--- Begin ---

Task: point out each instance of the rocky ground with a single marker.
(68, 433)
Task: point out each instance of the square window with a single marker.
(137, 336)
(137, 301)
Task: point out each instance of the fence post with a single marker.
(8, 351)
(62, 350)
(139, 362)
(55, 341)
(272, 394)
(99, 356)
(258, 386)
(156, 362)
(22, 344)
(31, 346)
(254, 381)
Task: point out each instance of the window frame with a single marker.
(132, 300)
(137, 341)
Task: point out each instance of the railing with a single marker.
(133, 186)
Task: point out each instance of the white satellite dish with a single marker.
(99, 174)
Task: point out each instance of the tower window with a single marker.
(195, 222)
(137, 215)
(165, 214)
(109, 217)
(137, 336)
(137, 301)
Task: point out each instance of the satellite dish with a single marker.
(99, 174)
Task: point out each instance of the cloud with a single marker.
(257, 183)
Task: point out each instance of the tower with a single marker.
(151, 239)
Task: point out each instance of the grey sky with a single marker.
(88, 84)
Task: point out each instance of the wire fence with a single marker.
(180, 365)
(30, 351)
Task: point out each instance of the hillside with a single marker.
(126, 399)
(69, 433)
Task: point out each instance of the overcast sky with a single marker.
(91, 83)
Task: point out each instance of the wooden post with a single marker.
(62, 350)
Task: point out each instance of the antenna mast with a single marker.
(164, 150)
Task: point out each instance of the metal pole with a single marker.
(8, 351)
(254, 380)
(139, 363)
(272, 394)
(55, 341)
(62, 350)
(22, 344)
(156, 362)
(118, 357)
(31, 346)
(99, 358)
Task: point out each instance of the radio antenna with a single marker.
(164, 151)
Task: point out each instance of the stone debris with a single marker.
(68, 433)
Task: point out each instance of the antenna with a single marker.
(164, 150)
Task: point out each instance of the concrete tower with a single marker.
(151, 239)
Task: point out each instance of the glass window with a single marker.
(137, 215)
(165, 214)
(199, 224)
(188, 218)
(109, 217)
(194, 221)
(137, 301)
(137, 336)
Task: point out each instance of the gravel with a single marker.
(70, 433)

--- End ---

- Description of the task
Reproduce all of the records above word for word, changing nothing and leaving nothing out.

- Response to this exercise
Task: point out each instance of the rocky ground with a single marker.
(68, 433)
Task: point out each instance of the square window with a single marker.
(137, 336)
(137, 301)
Task: point out each instance of the fence post with a single marker.
(8, 351)
(62, 350)
(139, 362)
(55, 341)
(272, 394)
(99, 356)
(258, 386)
(156, 362)
(22, 344)
(31, 346)
(254, 381)
Task: point out each instance of the window frame with a single marker.
(132, 300)
(137, 341)
Task: point out each instance of the railing with a single marker.
(133, 186)
Task: point out each instance of the white satellite dish with a single marker.
(99, 174)
Task: point out each instance of the tower window with a single marker.
(195, 222)
(137, 215)
(165, 214)
(109, 217)
(137, 336)
(137, 301)
Task: point out each instance of the satellite dish with a single marker.
(99, 174)
Task: point out each instance of the cloud with a single marker.
(257, 183)
Task: point out each instance of the tower with a single marker.
(151, 239)
Task: point out each instance of the grey sky with a single marker.
(88, 84)
Task: point out each instance of the wire fence with a single marker.
(180, 365)
(30, 351)
Task: point out each instance of the hillside with a single marker.
(126, 399)
(69, 433)
Task: point out each instance of the overcast sky with a single marker.
(91, 83)
Task: point out each instance of the wooden post with a single marker.
(62, 350)
Task: point out each instance of the antenna mast with a single marker.
(164, 150)
Task: point out each instance of the metal pole with a single marker.
(8, 351)
(254, 380)
(139, 363)
(272, 394)
(55, 341)
(62, 350)
(22, 344)
(156, 362)
(118, 357)
(31, 346)
(99, 358)
Task: point out each instance of the radio antenna with a single marker.
(164, 151)
Task: point out each instance of the stone debris with a single marker.
(68, 433)
Task: point out each instance of the antenna with a single marker.
(164, 150)
Task: point out each instance of the concrete tower with a single marker.
(151, 239)
Task: point out each instance of the glass window with a single marker.
(137, 215)
(165, 214)
(199, 224)
(188, 218)
(109, 217)
(194, 221)
(137, 301)
(137, 336)
Task: point out each instance of the gravel with a single marker.
(70, 433)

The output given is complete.